Rewrite all the items below, putting "mark" in place of "highlight" and leaving everything else unchanged.

[Excerpt from a dataset]

• • • •

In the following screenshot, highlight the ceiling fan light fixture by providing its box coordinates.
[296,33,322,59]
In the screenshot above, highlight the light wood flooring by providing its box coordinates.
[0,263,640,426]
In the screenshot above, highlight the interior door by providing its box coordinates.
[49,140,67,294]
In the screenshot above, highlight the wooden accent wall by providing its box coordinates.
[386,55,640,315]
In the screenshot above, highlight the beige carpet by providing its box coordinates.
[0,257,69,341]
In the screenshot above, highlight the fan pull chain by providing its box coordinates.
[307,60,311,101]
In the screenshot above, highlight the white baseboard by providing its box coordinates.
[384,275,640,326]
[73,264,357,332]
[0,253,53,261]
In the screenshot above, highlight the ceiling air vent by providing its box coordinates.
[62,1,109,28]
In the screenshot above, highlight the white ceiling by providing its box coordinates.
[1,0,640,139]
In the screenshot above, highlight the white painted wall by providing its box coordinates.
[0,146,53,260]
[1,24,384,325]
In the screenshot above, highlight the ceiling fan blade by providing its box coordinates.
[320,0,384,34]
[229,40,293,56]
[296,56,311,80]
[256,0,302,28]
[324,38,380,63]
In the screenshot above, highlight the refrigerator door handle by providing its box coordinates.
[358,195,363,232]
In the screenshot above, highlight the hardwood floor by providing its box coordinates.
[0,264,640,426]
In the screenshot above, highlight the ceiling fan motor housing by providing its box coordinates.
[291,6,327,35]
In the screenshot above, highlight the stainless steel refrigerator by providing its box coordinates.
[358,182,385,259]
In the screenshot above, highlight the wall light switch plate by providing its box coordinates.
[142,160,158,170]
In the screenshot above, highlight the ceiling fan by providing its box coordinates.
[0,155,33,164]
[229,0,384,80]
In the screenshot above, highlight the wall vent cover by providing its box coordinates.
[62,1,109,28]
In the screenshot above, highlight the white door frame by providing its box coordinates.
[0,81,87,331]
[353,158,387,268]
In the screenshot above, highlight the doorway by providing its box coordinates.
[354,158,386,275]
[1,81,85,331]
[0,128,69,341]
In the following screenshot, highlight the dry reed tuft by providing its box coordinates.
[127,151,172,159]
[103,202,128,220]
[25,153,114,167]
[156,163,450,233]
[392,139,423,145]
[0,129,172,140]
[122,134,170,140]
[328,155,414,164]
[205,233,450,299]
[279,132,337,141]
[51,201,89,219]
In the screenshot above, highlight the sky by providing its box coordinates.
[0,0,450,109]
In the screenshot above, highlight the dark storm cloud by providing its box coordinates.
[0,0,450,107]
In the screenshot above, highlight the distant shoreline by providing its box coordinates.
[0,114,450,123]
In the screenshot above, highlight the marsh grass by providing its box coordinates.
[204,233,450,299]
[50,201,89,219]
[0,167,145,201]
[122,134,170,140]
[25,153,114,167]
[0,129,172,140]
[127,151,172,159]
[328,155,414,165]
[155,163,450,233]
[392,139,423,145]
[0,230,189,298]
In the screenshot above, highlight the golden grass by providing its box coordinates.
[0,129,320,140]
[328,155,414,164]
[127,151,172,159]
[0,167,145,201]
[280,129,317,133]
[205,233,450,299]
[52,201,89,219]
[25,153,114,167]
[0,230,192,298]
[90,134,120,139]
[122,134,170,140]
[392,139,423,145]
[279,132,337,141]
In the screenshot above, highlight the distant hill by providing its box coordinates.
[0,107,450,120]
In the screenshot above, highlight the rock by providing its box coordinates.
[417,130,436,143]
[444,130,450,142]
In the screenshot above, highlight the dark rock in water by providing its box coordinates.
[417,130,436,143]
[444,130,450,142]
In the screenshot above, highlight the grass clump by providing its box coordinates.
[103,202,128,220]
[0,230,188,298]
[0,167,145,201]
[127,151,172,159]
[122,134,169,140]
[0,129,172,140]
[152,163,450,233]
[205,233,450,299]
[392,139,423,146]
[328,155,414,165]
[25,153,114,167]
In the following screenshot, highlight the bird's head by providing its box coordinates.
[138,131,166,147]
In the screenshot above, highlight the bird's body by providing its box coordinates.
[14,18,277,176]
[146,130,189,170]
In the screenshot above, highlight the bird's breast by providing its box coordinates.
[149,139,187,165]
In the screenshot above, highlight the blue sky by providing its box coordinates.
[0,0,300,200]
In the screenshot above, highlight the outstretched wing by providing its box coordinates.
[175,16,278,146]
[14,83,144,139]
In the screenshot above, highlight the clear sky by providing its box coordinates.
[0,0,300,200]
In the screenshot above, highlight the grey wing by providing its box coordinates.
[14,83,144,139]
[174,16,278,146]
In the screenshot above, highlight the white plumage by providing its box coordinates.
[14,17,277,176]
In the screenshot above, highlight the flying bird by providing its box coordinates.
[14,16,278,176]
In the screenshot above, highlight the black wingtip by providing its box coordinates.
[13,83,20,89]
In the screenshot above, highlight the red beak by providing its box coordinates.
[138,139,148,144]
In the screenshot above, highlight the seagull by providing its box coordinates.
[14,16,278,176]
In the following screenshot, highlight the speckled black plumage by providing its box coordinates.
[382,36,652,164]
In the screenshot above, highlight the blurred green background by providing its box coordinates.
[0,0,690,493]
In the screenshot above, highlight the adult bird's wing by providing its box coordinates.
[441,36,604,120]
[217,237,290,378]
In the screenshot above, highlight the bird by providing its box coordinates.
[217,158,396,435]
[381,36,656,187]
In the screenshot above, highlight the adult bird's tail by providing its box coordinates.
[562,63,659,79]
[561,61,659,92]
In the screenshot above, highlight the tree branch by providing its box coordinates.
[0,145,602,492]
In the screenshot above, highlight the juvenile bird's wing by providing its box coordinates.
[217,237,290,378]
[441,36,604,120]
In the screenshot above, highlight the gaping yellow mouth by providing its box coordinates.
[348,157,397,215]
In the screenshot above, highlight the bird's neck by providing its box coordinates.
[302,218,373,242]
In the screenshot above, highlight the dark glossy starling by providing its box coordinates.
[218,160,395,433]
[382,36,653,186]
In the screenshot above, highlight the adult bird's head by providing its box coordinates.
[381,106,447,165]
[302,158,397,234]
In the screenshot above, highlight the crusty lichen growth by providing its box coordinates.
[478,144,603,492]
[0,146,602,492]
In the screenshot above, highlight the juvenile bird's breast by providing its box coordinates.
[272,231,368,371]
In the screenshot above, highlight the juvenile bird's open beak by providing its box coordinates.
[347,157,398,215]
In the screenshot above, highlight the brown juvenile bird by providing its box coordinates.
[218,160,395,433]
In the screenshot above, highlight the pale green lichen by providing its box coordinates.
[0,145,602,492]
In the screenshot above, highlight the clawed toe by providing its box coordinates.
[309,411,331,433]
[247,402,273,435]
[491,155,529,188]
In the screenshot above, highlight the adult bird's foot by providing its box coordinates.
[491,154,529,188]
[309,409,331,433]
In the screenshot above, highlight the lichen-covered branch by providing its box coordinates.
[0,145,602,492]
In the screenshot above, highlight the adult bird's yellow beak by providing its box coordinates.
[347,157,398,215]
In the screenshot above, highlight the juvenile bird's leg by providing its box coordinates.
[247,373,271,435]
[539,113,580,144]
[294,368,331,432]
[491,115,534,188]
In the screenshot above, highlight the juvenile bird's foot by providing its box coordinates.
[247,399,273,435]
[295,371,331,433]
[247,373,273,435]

• • • •

▸ Task output:
In the following screenshot, mark the ceiling fan light fixture by providing its box coordinates.
[296,33,322,59]
In the screenshot above, mark the light wood flooring by providing its box coordinates.
[0,263,640,426]
In the screenshot above, mark the interior door by providing its box coordinates.
[49,140,67,294]
In the screenshot above, mark the wooden accent wall by providing its box coordinates.
[386,55,640,315]
In the screenshot above, mark the beige carpet by providing its box coordinates.
[0,257,69,341]
In the screenshot above, mark the fan pull chain by providing its box coordinates.
[307,60,311,101]
In the screenshot above, mark the white baseboard by providing its box coordinates.
[384,275,640,326]
[73,264,357,332]
[0,253,53,261]
In the screenshot above, mark the ceiling air vent by providing its box coordinates.
[62,1,109,28]
In the screenshot above, mark the white ceiling by providing its box coordinates.
[1,0,640,139]
In the screenshot above, mark the white painted wall by providing its box coordinates.
[0,146,53,260]
[1,24,384,325]
In the screenshot above, mark the ceiling fan blade by providing its box coordinates.
[320,0,384,34]
[229,40,293,56]
[296,56,311,80]
[256,0,302,28]
[324,38,380,63]
In the screenshot above, mark the refrigerator door handle by providing its box coordinates.
[358,195,363,232]
In the screenshot above, mark the hardwood floor by providing its box coordinates.
[0,264,640,426]
In the screenshot above, mark the ceiling fan motor housing by providing its box coordinates.
[291,6,327,35]
In the screenshot above, mark the stainless steel refrigerator by providing its box coordinates.
[358,182,385,259]
In the screenshot above, mark the wall light switch plate by providing its box coordinates.
[142,160,158,170]
In the screenshot above, mark the ceiling fan by providing its box coordinates.
[0,155,33,164]
[229,0,384,80]
In the screenshot above, mark the wall vent cover by providing its box coordinates.
[62,1,109,28]
In the screenshot above, mark the white door frame by providing its box coordinates.
[0,81,87,331]
[353,158,387,268]
In the screenshot above, mark the doorway by providing its box coordinates.
[354,158,386,275]
[1,81,85,331]
[0,128,69,341]
In the following screenshot, mark the dry reed tuft by providing its box coordinates.
[127,151,172,159]
[103,202,128,220]
[25,153,114,167]
[156,163,450,233]
[392,139,423,145]
[0,129,172,140]
[122,134,170,140]
[328,155,414,164]
[205,233,450,299]
[279,132,337,141]
[51,201,89,219]
In the screenshot above, mark the sky by providing its box coordinates.
[0,0,450,109]
In the screenshot above, mark the dark storm cloud by providing its box coordinates.
[0,0,450,107]
In the screenshot above, mark the distant shoreline by providing its box coordinates.
[0,114,450,123]
In the screenshot above, mark the marsh grass by providing its box coordinates.
[204,233,450,299]
[50,201,89,219]
[0,167,145,201]
[122,134,170,140]
[25,153,114,167]
[0,129,172,140]
[127,151,172,159]
[328,155,414,165]
[155,163,450,233]
[392,139,423,145]
[0,230,189,298]
In the screenshot above, mark the golden grass by providing its box coordinates.
[0,129,320,140]
[328,155,414,164]
[127,151,172,159]
[0,167,145,201]
[280,129,317,133]
[205,233,450,299]
[52,201,89,219]
[25,153,114,167]
[0,230,192,298]
[90,134,120,139]
[122,134,170,140]
[392,139,423,145]
[279,132,337,141]
In the screenshot above, mark the distant hill by providing its box coordinates.
[0,107,450,120]
In the screenshot above, mark the rock by providing its box coordinates.
[417,130,436,143]
[444,130,450,142]
In the screenshot above, mark the dark rock in water by providing its box coordinates.
[417,130,436,143]
[444,130,450,142]
In the screenshot above, mark the grass clump by providing its box coordinates.
[103,202,128,220]
[0,230,188,298]
[0,167,145,201]
[127,151,172,159]
[122,134,169,140]
[0,129,172,140]
[152,163,450,233]
[205,233,450,299]
[392,139,423,146]
[328,155,414,165]
[25,153,114,167]
In the following screenshot, mark the bird's head by providing its box coordinates.
[138,131,166,147]
In the screenshot above, mark the bird's body by providing its box coordinates.
[14,18,277,176]
[146,130,189,170]
In the screenshot above, mark the bird's breast by providing its box coordinates.
[149,139,187,165]
In the screenshot above, mark the blue sky by providing its box coordinates.
[0,0,300,200]
In the screenshot above, mark the outstretched wing by providing its box coordinates.
[175,16,278,146]
[14,83,144,139]
In the screenshot above, mark the clear sky by providing its box coordinates.
[0,0,300,200]
In the screenshot above, mark the grey wing by providing its box coordinates.
[14,83,144,139]
[174,16,278,146]
In the screenshot above, mark the white plumage by providing its box coordinates.
[14,17,277,176]
In the screenshot above, mark the flying bird by providing its box coordinates.
[14,16,278,176]
In the screenshot above, mark the black wingtip by providing its box coordinates.
[13,83,20,89]
In the screenshot above, mark the red beak by providing its box coordinates.
[138,139,148,144]
In the screenshot above, mark the seagull by providing its box coordinates.
[14,16,278,176]
In the following screenshot, mark the speckled black plumage by providing its box coordinates.
[382,36,652,164]
In the screenshot above, mark the blurred green background by providing its box coordinates.
[0,0,690,493]
In the screenshot above, mark the adult bird's wing by providing its box coordinates.
[441,36,604,120]
[217,237,290,378]
In the screenshot above, mark the bird by providing its box coordinates.
[217,158,396,435]
[381,36,656,187]
In the screenshot above, mark the adult bird's tail by providing its box coordinates.
[562,63,659,79]
[561,61,659,92]
In the screenshot above, mark the tree branch by providing its box coordinates.
[0,145,602,492]
In the screenshot above, mark the juvenile bird's wing by providing its box coordinates.
[217,237,290,378]
[441,36,604,120]
In the screenshot above, mark the gaping yellow mouth by providing its box coordinates.
[348,157,397,215]
In the screenshot above, mark the bird's neck by providing its box coordinates.
[302,218,373,242]
In the screenshot above, mark the dark glossy starling by providing its box coordinates.
[218,160,395,433]
[382,36,653,186]
In the screenshot above, mark the adult bird's head by providing its box coordinates.
[381,106,447,165]
[302,158,397,234]
In the screenshot above, mark the crusty lichen growth by providing its box coordinates.
[478,144,603,492]
[0,146,602,492]
In the screenshot above, mark the juvenile bird's breast by providing its box coordinates.
[272,231,368,371]
In the screenshot above, mark the juvenile bird's open beak by providing its box coordinates.
[347,157,398,215]
In the screenshot above, mark the brown juvenile bird by providing its box coordinates.
[218,160,395,433]
In the screenshot above, mark the pale green lichen by providing its box coordinates.
[0,145,602,492]
In the screenshot above, mark the clawed toe by providing its box coordinates.
[309,411,331,433]
[247,402,273,435]
[491,155,529,188]
In the screenshot above, mark the adult bird's foot by providing its box coordinates.
[491,154,529,188]
[309,409,331,433]
In the screenshot above, mark the lichen-covered branch by providing its box coordinates.
[0,145,602,492]
In the screenshot above, mark the adult bird's yellow beak by providing its box coordinates.
[347,157,398,215]
In the screenshot above, mark the juvenile bird's leg by providing its box coordinates.
[247,373,271,435]
[539,113,580,144]
[294,368,331,432]
[491,115,534,188]
In the screenshot above, mark the juvenile bird's foot by providing its box coordinates.
[247,399,273,435]
[295,371,331,433]
[247,373,273,435]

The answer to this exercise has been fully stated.